▶ **Your instructions**
Please recast the records below as a Markdown table with two columns, Row and Line, giving each line its own numbered row and leaving out blank lines.

— start Source material —

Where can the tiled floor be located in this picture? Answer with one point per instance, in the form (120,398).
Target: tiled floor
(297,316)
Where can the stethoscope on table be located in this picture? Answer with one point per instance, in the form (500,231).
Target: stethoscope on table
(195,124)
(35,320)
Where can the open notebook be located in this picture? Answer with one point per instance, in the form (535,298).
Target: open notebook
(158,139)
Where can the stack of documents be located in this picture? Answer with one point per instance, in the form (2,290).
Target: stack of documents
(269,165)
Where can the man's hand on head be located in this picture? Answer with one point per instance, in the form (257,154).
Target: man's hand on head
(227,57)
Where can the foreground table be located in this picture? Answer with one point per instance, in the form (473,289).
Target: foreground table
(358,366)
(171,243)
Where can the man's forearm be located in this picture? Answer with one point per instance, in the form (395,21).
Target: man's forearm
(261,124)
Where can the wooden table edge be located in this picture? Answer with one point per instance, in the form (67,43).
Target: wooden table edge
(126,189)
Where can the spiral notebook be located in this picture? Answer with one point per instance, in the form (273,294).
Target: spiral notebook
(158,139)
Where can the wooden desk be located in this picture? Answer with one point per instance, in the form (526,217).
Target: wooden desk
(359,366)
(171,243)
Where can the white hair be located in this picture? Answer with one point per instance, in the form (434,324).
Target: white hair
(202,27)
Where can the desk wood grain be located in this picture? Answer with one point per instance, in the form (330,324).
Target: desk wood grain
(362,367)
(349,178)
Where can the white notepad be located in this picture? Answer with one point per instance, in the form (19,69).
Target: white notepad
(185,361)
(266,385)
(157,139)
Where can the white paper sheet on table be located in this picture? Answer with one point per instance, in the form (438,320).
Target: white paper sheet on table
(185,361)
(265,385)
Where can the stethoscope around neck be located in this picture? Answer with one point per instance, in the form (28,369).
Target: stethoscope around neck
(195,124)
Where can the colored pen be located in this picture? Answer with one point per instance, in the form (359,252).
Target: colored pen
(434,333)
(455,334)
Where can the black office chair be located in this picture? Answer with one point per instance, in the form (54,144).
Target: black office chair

— end Source material —

▶ **The output**
| Row | Line |
|---|---|
| 1 | Where can the tiled floor be located in this picture? Answer with one point per instance, in the form (120,398). |
| 2 | Target: tiled floor |
| 3 | (297,316) |
| 4 | Where can the stethoscope on table be located in this picture? Answer with one point per instance, in the form (500,231). |
| 5 | Target: stethoscope on table |
| 6 | (195,124) |
| 7 | (35,320) |
| 8 | Where can the open notebook be located in this picture? Answer with one point per instance, in the form (535,298). |
| 9 | Target: open notebook |
| 10 | (158,139) |
| 11 | Where can the stack of documents be located in this picture? Answer with one point per instance, in the form (2,290). |
| 12 | Target: stack of documents |
| 13 | (269,165) |
| 14 | Where can the man's hand on head be located in this picture? Answer with one point per instance, in the form (257,154). |
| 15 | Target: man's hand on head |
| 16 | (227,57) |
| 17 | Where can the foreground table be located in this picture? Answer with one point per instance, in the form (473,289). |
| 18 | Target: foreground table |
| 19 | (358,366) |
| 20 | (171,243) |
| 21 | Where can the man's forearm be located in this picture? Answer with one point per instance, in the form (395,21). |
| 22 | Target: man's forearm |
| 23 | (261,124) |
| 24 | Where can the wooden table edge be located in this picture? Answer with one point per instance, in the form (67,43). |
| 25 | Target: wooden table edge |
| 26 | (126,189) |
| 27 | Where can the spiral notebook be located in this picture? Answer with one point per instance, in the form (273,294). |
| 28 | Target: spiral notebook |
| 29 | (158,139) |
| 30 | Where can the wooden desk be located in this picture? Answer with one point per instance, in the form (526,217). |
| 31 | Target: wooden desk |
| 32 | (359,366) |
| 33 | (171,243) |
| 34 | Where can the white hair be located in this picture? Answer with one point per instance, in the form (434,324). |
| 35 | Target: white hair |
| 36 | (202,27) |
| 37 | Where can the desk wood grain be located in this picture? Answer with one point per instance, in the form (330,324). |
| 38 | Target: desk wood grain |
| 39 | (362,367) |
| 40 | (349,178) |
| 41 | Where can the white notepad be located in this picture? Answer with one point per instance, in the form (19,69). |
| 42 | Target: white notepad |
| 43 | (185,361) |
| 44 | (266,385) |
| 45 | (157,139) |
| 46 | Where can the white paper sheet on table be located in this picture? Answer with one point per instance, in the form (438,320). |
| 47 | Target: white paper sheet on table |
| 48 | (185,361) |
| 49 | (265,385) |
| 50 | Where can the stethoscope around neck be located in this picture? Answer with one point per instance, in the form (28,369). |
| 51 | Target: stethoscope around neck |
| 52 | (195,124) |
| 53 | Where can the colored pen be located in this picture? Answer with one point per instance, in the form (359,252). |
| 54 | Target: colored pen |
| 55 | (434,333) |
| 56 | (455,334) |
| 57 | Where can the black office chair be located in this picture? Answer with one point per instance, in the form (54,144). |
| 58 | Target: black office chair |